PROVIDED TEXT

-=-=-=-=-

But we now know from a leak that the only proof they apparently have is a low-level military commander "discussing the attack" in an intercepted communication.

While circumstantial, the delivery method of the weapons appears to be via rocket, something most do not believe the rebels are capable of. Leaving just regime forces.

Assad likely isn't foolish enough to use chemical weapons, if regime forces did it, it may well have been a low-level military commander.
 
So like Russia Today or Fox News, I wouldn't even use them as a source. It's not hard to go to huffpo or one of the left-leaning western media outlets to find opinion pieces and reporting that fits the anti-war/questioning narrative without stooping to using state propaganda as evidence that Assad maybe innocent of chemical weapons use.
What sources do you use, out of curiosity?

While circumstantial, the delivery method of the weapons appears to be via rocket, something most do not believe the rebels are capable of. Leaving just regime forces.
Maybe they were getting help?
 
All "news" is propaganda by one class or another.

I am a Marxist-Leninist.

Why not use socialist sources?

Granma articles will be forthcoming.

Accusations are not proof, btw, and if you can be taken, you will be.

Capitalist countries want to go to war in Syria. Socialist nations do not.

Communism looking pretty good from where I'm standing.

Sent via mobile.
 
@dexter: and who is the US targeting with cruise missile attacks? There is no conclusive proof that the Syrian government did this attack.

Fair point, but we're not there yet. I'm fully able and capable of changing my opinion, but I think on a fundamental level, were arguing if intervention is needed. And in that sense, I see US involvement in this case as par for course, since Russian/chinese intervention is already underway and had been underway for sometime.

Also, citing Clinton's cruise missile attacks as precedent is hardly a case in anyone's favor. The last presidential election I voted in was 1988 and it was for Bush. Long story, you can read about it in the Ask a Red thread.
That's my sense of humour. I was going to go back to my earlier point about might-makes right when it comes to your question of who gets to decide what is appropriate.

And in many ways, this is that kind of question you can;t really answer without taking into consideration who the actor is.

-=-=-=-=-

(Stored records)
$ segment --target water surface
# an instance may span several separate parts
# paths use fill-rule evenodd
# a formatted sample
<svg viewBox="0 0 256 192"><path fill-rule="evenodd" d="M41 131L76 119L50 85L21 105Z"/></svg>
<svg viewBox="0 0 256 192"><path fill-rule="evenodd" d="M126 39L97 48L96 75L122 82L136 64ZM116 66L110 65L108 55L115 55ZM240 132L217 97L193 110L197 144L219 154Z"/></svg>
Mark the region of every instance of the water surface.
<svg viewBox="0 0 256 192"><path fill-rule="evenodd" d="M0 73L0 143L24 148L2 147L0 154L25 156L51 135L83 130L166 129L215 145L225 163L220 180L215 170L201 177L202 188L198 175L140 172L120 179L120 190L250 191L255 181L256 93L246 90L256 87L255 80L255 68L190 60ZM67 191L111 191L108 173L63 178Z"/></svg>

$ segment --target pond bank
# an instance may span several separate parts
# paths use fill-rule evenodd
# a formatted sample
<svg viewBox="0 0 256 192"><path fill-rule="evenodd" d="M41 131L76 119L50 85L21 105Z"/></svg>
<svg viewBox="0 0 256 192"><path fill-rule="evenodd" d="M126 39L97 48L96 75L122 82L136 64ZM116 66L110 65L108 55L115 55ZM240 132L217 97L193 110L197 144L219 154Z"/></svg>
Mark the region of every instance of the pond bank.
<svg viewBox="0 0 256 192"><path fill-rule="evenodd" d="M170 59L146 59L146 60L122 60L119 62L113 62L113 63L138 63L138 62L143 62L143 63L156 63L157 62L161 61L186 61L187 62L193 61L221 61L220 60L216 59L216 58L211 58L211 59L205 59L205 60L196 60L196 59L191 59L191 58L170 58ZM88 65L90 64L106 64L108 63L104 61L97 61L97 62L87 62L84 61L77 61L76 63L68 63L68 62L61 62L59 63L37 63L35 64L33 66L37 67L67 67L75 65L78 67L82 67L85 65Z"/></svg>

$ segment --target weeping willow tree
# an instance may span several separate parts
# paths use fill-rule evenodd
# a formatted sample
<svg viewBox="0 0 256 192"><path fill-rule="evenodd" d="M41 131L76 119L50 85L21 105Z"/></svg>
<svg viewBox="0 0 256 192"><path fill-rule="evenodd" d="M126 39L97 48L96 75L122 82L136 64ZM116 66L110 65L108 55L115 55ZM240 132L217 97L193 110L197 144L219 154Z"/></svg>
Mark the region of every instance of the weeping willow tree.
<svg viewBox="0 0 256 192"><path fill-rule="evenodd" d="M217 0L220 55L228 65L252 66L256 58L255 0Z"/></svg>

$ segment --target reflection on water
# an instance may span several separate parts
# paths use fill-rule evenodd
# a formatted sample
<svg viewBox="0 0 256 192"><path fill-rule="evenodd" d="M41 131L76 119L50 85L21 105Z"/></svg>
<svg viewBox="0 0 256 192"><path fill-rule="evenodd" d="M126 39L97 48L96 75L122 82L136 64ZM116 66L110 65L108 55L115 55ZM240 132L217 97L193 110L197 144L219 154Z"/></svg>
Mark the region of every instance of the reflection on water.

-=-=-=-=-

WORK TASK 1
In the forum discussion about Syria, what is the only proof the leak says they apparently have?
WORK TASK 2
Continue the forum discussion about Syria from the point where it ends.

WRITTEN RESPONSE 1
A low-level military commander "discussing the attack" in an intercepted communication.

WRITTEN RESPONSE 2
The geopolitical game is hardly played the way you described except by the US. China has 200,000 medical professionals in 49 countries. Cuba has tens of thousands of doctors and teachers all over the world. Iran sent doctors to the Iraq border to help Iraq war refugees in 2003 (don't argue with me, one of our volunteers' father was on several missions until they started getting rape cases and the US forced them to leave.

South American and Caribbran nations enjoy prosperous trade relations through ALBA and Petrocarib.

It's a wide world out there. The US policy at home and abroad us "crisis management," and they jump from one fire to another.

There is certainly a better way.

Sent via mobile.

I think you're naive. There are many 'overseas' Chinese due to necessity, with many escaping communism and civil war, many of whom do not consider themselves mainlanders nor do they identify with the 'regime' there.

You're also conflating immigration/working overseas and generally the movement of people globally with state level geopolitical strategy.

Countries can be perfectly happy trading and exchanging citizens and issuing visas for each other's citizens while working in opposition on the geopolitical scale. In fact, their spy agencies rely on it.

So cultural exchanges can happen at the same time as geopolitical competition. There are over 6 million American expats BTW. Doesn't mean the US isn't playing the geopolitical game.

All "news" is propaganda by one class or another.

I am a Marxist-Leninist.

And I'm not. I choose to get my news from non-state sponsored actors. I am mindful of each source's agenda, but that's what you do in a democracy. It's my responsibility to filter and analyze the news, not take it whole from a mouthpiece.